-- TASK DESCRIPTION --
All lines holding the string "water" should be copied from the data below.

-- EXERCISE INPUTS --
────────────────

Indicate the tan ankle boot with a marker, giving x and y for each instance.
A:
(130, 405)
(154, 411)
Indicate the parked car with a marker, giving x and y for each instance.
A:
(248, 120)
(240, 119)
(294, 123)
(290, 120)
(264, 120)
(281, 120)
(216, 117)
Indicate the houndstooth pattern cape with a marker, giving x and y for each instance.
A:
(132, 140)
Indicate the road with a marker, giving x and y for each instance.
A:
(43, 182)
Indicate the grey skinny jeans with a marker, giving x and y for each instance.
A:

────────────────

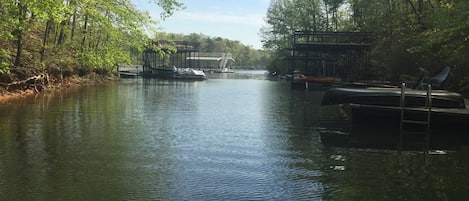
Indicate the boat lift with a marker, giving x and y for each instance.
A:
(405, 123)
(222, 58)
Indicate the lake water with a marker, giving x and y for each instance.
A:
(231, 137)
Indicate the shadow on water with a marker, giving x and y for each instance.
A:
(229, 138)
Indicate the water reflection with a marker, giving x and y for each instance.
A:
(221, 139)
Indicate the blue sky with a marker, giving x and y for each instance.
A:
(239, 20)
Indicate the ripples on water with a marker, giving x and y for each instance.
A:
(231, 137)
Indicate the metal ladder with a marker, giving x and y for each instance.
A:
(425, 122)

────────────────

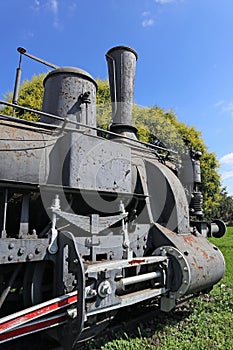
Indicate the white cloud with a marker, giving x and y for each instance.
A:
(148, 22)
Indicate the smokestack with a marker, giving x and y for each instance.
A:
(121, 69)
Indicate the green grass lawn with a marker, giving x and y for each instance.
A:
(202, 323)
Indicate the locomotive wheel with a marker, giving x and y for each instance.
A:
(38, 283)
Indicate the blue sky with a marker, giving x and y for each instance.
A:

────────────────

-- SOLUTION FOR THIS TASK --
Indicate the lake water with a marker, giving x and y for each instance.
Indicate the shadow on water with a marker, giving x and y for each instance.
Indicate the water reflection with a marker, giving x and y for each instance.
Indicate the ripples on water with a marker, giving x and y for each instance.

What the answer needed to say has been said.